-- Text section --
=== Begin Enclosure ===
‘Eye tracking may be valuable for informing assessments of competency progression during medical education and training’ [1]. Brunye et al. [1] and other researchers (e.g. [2]) have made this suggestion to argue the relevance of using eye tracking to investigate medical image interpretation. Eye tracking is a technique to measure the movements of the eyes to investigate what a person looks at, for how long, and in what order [3]. It can help us to go beyond mere outcome measures (i.e. the percentage of cases correctly diagnosed) and provide an insight into the process of medical image interpretation. Whereas previous research has shown that eye tracking is a very useful tool to investigate the interpretation of medical images (such as angiograms), the field is not yet at a point where eye tracking can be used for competency assessment in clinical practice. In this commentary on ‘Eye-tracking during dynamic medical image interpretation: a pilot feasibility study comparing novice vs expert cardiologists’ [1] I discuss what eye tracking could add to competency assessment, which eye-tracking measures are potential markers of expertise, and what is still needed before they can be used for competency assessment.

What is the added value of eye tracking? Can we not just ask people what they look at? As it turns out, we cannot. People have a limited ability to report on their own viewing behaviour [4]. Radiologists reading digital breast tomosynthesis images, for example, reported that they restricted their eye movements to a region of breast tissue while scrolling through the depth of the image [5]. In reality, they moved their eyes over the whole image while scrolling through depth, which is potentially a less effective strategy [6]. Eye tracking can thus provide objective information about viewing behaviour that cannot be verbally reported and could, as such, contribute to competency assessment.
=== End Enclosure ===
Saved data entries
=== Begin Enclosure ===
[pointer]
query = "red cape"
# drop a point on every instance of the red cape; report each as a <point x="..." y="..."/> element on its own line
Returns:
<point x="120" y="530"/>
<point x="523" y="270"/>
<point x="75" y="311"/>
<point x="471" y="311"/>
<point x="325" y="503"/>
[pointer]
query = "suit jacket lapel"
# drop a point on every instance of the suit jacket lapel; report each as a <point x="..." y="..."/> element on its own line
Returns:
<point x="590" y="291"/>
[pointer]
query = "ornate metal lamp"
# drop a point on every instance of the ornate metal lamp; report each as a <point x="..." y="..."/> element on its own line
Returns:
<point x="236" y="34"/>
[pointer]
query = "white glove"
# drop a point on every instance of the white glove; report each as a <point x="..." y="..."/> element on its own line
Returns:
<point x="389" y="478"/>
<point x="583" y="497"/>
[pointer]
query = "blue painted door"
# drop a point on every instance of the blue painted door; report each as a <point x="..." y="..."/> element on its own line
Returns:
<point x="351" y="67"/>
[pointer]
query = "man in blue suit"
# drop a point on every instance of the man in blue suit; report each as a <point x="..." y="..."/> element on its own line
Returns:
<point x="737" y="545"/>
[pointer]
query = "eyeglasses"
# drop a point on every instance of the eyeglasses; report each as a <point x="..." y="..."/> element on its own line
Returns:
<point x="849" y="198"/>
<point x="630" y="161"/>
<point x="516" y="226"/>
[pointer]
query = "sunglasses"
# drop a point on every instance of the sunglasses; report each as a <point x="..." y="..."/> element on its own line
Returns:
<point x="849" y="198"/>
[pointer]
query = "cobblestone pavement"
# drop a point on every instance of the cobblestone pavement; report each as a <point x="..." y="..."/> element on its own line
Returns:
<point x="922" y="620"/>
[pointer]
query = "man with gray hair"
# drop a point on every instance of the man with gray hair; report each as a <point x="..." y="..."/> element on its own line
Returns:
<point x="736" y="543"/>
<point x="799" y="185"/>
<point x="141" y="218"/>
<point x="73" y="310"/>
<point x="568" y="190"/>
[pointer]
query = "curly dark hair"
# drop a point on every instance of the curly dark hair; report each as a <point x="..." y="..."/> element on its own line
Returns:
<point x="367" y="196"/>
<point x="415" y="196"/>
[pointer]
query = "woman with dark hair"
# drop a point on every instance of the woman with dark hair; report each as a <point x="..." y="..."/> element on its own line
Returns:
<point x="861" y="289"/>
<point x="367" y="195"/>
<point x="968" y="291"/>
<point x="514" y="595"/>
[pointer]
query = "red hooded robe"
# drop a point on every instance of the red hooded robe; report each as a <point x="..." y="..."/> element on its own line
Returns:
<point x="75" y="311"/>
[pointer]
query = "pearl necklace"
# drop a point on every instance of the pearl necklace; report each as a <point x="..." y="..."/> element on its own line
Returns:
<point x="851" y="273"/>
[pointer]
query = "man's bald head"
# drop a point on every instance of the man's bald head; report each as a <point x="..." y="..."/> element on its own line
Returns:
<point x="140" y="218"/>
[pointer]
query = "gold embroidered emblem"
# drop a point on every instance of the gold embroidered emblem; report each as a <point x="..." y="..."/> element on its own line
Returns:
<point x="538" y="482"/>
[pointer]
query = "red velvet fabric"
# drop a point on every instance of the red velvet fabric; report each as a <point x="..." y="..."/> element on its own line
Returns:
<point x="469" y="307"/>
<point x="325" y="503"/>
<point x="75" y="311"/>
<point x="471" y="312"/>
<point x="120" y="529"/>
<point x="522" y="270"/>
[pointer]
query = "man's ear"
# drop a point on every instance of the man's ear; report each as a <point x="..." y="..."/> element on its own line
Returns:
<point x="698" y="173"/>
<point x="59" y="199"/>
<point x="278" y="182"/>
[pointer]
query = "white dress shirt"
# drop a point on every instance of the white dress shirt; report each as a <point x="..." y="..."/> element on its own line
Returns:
=== End Enclosure ===
-- Assignment A --
Answer these questions using the eye-tracking commentary:
(i) Eye tracking is used to investigate what three things about a person's looking?
(ii) What kind of medical image is named in parentheses as an example that eye tracking has been used to study?
(iii) When reading digital breast tomosynthesis images, how did radiologists actually move their eyes while scrolling through depth?
-- Assignment B --
Write the next part of the eye-tracking commentary, starting after its last sentence.
The rows have nothing to do with the eye-tracking commentary.

-- Answer box A --
(i) What the person looks at, for how long, and in what order.
(ii) Angiograms.
(iii) They moved their eyes over the whole image.

-- Answer box B --
Which measures qualify as useful markers of expertise? Eye-tracking data is often parsed into fixations (when the eye is relatively still and takes in information) and saccades (jumps between fixations). Measures are, for example, the duration, velocity, and number of fixations and saccades [7]. Not all of those measures are equally useful as markers of expertise. For example, Brunye and colleagues [1] have found that experts have, on average, a lower number of fixations than novices. This measure does not exploit the possibilities of eye tracking: It just reflects the fact that experts perform the task more quickly, which can also be observed with a simple (and cheap) stopwatch. So what measures do exploit the possibilities of eye tracking? It is often found that, with increasing expertise, average fixation duration decreases, the length of saccades increases, the number and duration of fixations on relevant versus irrelevant information increases, and the time to first fixation of relevant information decreases [8,9,10]. Yet, some studies do not find expertise differences in these measures and some find the opposite pattern of results. Then how could we use and interpret these measures as markers of expertise?

Only measures that are grounded in theory can be meaningfully interpreted. For example, the time to first fixation of relevant information and the average length of saccades are commonly used as measures of holistic processing: Experts are thought to quickly form a holistic representation of the image, which guides their subsequent viewing behaviour. This allows them to quickly look at relevant information, whereas novices use a search-to-find approach. These two measures can thus reflect how well a resident can already form a holistic impression.

At the same time, the above-mentioned measures are not suitable for all stimuli. For example, in earlier research, we did not find that experts made longer saccades towards abnormalities than novices when they inspected chest radiographs showing global diseases (i.e. the disease affects most of the lungs) [11]. In this situation, there is no ‘relevant’ information to quickly jump to, since most of the image is relevant for diagnosis. Likewise, forming a holistic impression of dynamic stimuli such as angiograms is probably different from forming a holistic impression of chest radiographs. Finding universal markers of expertise is thus impossible: Measures should always be chosen and interpreted in the context of a theoretical framework and the specific stimulus. This also means that researchers should not restrict themselves to the above-mentioned measures. Other measures can be much better suited to a theoretical concept or stimulus.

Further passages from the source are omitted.